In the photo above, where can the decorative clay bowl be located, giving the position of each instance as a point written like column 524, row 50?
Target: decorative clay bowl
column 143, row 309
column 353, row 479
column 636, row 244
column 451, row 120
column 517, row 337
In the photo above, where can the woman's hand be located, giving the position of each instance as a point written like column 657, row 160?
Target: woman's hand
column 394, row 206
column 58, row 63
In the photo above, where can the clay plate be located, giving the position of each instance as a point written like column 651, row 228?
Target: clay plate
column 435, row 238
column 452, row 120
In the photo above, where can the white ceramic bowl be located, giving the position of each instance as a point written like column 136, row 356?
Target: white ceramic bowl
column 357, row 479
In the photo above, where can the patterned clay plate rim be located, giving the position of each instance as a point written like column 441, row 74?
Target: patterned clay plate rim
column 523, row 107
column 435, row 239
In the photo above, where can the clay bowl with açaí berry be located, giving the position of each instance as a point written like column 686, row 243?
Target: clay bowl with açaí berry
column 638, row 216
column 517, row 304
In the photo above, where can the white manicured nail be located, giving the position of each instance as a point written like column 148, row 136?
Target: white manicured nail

◆ WORK TO COMPLETE:
Retype the entries word for word, beginning with their first line and ending after the line that contains "column 451, row 120", and include both of those lines.

◆ REPLY:
In the photo above, where can the decorative clay bowl be located, giving the position of each instance as a point written like column 524, row 50?
Target: decorative clay bowl
column 143, row 309
column 353, row 479
column 636, row 244
column 451, row 120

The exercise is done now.